## WHAT YOU WILL DO
Set down the part of the article on the Palmer gun ruling from "Overlooking-DC" to "guns in public.", copying it word for word.

## READING TEXT
#####

Posted on Monday, August 25th, 2014

Overlooking-DC

For many years, the District of Columbia prohibited individuals from carrying handguns in public in order to protect District residents and visitors from gun violence. On July 26, 2014, however, a trial court judge interpreted the Second Amendment to allow individuals to carry guns outside of the home, and struck down the District’s policy. The judge’s ruling in the case, Palmer v. District of Columbia, allows residents and non-residents alike to carry handguns1. Fortunately,The ruling has been stayed for 90 days to allow the District to appeal the decision, or institute a licensing scheme that regulates the carrying of guns in public.

By far the most litigated Second Amendment issue since the Supreme Court’s controversial 2008 decision in Heller v. District of Columbia—which found that law-abiding, responsible individuals have a right to own an operable handgun for self-defense in the home—is whether the Second Amendment also protects a right to carry a firearm outside the home.2  As the Palmer court recognized, the Supreme Court has not yet ruled on this issue3, while a significant number of lower courts have concluded that the Second Amendment only protects the right to possess a gun for self-defense in the home. Nonetheless, since Heller, emboldened gun-lobby groups and individual plaintiffs have brought an onslaught of cases challenging laws that regulate a person’s ability to carry a gun outside of the home.

#####

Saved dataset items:
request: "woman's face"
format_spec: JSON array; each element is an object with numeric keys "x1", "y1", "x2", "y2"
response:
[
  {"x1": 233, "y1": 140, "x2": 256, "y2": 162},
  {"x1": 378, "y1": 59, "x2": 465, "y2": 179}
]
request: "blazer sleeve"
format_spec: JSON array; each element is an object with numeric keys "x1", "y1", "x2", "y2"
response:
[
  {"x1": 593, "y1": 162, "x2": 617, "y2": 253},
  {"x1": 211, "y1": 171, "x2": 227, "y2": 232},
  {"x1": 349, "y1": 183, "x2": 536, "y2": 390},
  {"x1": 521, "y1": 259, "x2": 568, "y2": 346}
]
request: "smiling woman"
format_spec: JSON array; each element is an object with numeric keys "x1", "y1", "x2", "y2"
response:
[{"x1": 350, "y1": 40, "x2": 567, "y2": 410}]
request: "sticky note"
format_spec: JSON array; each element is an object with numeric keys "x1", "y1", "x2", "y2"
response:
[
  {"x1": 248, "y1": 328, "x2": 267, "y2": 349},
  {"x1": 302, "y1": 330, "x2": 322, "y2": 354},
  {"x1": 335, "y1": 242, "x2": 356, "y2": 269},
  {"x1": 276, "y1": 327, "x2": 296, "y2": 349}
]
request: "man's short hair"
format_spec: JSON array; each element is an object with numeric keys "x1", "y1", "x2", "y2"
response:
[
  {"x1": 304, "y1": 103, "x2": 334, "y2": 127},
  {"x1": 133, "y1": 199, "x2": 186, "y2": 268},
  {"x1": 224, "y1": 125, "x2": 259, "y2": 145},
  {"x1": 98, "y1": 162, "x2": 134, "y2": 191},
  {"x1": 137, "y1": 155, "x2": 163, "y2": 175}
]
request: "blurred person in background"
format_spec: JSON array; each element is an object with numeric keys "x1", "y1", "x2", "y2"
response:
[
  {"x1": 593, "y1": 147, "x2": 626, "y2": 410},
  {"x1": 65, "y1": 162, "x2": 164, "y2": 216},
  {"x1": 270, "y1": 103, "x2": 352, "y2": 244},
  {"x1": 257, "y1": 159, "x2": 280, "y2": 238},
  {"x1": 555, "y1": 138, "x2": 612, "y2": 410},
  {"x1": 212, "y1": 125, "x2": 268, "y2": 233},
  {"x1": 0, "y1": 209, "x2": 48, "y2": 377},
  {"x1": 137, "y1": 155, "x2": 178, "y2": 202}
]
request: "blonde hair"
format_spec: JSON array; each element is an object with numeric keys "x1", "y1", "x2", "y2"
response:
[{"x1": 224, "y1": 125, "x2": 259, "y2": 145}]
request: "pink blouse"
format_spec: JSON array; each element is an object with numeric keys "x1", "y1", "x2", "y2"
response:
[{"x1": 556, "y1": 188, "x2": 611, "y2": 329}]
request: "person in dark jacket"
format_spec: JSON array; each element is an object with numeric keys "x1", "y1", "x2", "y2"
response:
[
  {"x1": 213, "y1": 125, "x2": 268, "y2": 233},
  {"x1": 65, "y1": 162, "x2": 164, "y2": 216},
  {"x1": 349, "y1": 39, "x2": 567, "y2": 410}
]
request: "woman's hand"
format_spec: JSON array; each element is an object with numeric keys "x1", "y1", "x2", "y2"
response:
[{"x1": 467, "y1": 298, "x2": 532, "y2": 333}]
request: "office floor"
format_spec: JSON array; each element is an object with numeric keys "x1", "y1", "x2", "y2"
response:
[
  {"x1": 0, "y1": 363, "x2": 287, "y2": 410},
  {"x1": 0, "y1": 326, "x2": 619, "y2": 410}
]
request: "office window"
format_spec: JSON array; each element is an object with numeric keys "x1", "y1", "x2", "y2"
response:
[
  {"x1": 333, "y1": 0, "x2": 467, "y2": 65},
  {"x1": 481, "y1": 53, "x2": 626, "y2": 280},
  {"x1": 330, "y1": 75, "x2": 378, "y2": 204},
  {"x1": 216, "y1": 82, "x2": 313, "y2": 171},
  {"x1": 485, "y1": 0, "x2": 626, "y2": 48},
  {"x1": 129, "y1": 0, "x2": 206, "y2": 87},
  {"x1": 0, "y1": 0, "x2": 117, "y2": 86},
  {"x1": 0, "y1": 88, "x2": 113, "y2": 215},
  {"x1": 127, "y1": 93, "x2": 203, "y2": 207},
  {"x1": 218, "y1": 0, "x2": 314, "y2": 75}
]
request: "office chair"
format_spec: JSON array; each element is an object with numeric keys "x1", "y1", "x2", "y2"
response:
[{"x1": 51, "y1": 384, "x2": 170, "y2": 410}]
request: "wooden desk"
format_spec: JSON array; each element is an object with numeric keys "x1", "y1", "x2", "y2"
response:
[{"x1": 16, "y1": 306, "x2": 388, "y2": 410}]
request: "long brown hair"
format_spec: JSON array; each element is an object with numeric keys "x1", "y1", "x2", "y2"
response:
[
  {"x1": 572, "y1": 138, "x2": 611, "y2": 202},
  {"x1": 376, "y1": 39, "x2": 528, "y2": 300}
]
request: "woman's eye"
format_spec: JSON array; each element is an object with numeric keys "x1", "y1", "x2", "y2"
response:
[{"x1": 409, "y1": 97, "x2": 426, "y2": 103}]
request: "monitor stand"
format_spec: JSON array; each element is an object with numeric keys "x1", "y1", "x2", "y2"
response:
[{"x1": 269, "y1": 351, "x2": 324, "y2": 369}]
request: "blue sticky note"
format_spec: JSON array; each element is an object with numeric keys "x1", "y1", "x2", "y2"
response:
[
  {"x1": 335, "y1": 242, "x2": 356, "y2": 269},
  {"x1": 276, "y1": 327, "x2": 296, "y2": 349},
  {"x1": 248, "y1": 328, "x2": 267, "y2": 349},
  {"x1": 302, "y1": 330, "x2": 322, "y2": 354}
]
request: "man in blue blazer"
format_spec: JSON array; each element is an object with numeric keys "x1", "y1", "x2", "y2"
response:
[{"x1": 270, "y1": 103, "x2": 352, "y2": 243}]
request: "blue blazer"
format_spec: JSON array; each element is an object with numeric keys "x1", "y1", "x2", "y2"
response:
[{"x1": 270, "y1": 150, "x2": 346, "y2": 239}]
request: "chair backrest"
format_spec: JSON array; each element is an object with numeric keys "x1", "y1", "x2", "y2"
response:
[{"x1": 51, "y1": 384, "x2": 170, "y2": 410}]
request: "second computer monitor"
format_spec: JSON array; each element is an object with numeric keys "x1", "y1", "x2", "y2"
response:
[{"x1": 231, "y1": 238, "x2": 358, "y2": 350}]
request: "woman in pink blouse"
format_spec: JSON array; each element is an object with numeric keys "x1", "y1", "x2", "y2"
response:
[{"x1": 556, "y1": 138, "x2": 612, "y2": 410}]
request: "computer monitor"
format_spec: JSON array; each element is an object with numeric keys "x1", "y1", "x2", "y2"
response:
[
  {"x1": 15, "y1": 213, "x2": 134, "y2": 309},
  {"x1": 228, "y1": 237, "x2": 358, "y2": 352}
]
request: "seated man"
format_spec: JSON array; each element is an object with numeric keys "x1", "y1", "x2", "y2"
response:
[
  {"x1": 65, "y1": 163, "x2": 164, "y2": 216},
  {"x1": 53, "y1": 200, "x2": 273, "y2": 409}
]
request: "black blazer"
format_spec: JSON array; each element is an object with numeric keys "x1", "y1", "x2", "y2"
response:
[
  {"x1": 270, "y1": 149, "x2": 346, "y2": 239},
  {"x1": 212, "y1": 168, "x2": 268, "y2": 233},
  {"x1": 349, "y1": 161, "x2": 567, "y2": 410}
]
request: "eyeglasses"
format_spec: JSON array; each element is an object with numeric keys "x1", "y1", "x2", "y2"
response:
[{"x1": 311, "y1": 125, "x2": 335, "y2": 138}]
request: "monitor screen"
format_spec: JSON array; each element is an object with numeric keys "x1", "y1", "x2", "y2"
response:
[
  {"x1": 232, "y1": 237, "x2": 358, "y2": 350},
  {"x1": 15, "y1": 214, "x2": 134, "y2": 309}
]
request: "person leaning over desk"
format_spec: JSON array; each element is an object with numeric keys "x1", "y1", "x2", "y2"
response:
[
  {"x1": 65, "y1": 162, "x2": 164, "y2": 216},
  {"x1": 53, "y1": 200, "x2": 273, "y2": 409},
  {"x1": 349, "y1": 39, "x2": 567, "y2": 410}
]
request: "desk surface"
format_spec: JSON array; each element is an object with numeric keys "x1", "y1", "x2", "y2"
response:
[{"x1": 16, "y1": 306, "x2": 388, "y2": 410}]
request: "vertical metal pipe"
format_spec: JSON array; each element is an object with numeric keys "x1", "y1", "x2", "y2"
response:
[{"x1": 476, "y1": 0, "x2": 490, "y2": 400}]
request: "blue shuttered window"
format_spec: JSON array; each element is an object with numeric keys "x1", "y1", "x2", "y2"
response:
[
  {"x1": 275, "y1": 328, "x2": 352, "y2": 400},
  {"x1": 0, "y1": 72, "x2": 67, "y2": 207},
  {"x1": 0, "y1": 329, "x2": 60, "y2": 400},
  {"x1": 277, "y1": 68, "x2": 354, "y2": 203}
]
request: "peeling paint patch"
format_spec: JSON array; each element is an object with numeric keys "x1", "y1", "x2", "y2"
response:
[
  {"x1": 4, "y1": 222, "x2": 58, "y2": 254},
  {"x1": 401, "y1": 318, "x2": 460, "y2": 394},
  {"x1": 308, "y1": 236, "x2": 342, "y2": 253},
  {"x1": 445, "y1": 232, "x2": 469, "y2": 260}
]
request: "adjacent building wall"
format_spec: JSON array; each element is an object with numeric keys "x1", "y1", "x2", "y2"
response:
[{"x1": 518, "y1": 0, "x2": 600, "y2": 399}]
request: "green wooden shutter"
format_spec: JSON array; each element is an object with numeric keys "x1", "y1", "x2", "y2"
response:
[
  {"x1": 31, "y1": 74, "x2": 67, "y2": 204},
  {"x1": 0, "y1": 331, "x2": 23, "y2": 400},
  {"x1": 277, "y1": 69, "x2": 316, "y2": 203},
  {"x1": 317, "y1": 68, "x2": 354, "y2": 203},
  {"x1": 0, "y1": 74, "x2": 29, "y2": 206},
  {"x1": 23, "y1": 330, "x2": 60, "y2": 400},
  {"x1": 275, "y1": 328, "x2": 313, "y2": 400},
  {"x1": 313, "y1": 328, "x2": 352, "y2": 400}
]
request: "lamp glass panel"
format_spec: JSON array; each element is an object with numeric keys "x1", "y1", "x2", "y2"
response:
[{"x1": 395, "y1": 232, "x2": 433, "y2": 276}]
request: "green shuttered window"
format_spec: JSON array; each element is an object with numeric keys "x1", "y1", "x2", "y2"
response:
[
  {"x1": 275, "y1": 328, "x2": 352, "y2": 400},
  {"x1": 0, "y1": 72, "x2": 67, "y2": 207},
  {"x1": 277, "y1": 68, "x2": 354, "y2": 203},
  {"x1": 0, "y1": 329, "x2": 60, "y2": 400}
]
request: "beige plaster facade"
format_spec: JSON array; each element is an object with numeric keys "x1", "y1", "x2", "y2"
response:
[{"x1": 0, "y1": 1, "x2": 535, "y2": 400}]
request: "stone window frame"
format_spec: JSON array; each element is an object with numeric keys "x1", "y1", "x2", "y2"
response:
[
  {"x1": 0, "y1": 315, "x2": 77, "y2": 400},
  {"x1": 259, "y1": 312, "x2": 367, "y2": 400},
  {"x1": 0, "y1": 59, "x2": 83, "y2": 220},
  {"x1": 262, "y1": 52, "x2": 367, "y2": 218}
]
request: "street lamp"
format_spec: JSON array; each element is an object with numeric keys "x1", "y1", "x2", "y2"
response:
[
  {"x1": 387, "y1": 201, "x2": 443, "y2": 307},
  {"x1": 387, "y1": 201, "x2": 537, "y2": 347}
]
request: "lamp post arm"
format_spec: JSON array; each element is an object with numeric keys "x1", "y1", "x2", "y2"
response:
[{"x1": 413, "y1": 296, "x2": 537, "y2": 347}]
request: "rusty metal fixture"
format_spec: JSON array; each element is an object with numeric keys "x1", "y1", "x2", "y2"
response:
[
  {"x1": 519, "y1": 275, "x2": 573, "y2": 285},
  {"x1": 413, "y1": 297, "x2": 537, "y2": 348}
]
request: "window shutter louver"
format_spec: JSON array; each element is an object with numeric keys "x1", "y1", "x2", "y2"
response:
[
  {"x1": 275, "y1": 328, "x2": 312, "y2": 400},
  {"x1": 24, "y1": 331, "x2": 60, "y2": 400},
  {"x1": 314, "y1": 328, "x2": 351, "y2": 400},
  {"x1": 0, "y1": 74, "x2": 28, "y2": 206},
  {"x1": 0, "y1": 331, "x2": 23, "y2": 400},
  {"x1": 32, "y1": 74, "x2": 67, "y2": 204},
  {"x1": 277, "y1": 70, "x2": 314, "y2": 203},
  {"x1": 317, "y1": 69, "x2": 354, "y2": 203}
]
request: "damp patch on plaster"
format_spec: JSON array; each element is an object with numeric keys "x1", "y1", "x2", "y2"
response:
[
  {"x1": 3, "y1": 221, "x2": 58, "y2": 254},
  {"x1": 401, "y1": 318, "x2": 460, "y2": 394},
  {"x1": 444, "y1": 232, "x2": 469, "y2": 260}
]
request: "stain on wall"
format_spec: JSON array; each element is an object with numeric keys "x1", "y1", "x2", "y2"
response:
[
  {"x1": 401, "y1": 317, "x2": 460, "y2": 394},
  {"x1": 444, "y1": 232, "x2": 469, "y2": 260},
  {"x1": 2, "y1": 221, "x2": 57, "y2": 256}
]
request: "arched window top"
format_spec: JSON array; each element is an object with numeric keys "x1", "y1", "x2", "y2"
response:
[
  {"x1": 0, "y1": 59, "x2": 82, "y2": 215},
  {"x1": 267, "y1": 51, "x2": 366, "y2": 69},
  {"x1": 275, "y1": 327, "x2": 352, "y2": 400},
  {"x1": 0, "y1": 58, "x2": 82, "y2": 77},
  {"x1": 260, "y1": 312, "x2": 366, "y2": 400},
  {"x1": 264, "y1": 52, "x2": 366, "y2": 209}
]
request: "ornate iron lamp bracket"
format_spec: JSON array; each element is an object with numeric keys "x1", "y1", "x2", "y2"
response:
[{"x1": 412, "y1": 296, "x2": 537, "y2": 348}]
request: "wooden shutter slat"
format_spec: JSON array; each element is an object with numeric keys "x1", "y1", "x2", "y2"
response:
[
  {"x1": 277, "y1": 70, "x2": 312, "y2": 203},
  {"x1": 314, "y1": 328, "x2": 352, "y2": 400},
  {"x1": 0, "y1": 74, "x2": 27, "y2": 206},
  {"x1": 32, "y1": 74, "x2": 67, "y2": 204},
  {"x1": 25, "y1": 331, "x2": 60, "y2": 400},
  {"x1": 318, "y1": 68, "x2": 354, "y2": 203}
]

#####

## WRITTEN SOLUTION
Overlooking-DC

For many years, the District of Columbia prohibited individuals from carrying handguns in public in order to protect District residents and visitors from gun violence. On July 26, 2014, however, a trial court judge interpreted the Second Amendment to allow individuals to carry guns outside of the home, and struck down the District’s policy. The judge’s ruling in the case, Palmer v. District of Columbia, allows residents and non-residents alike to carry handguns1. Fortunately,The ruling has been stayed for 90 days to allow the District to appeal the decision, or institute a licensing scheme that regulates the carrying of guns in public.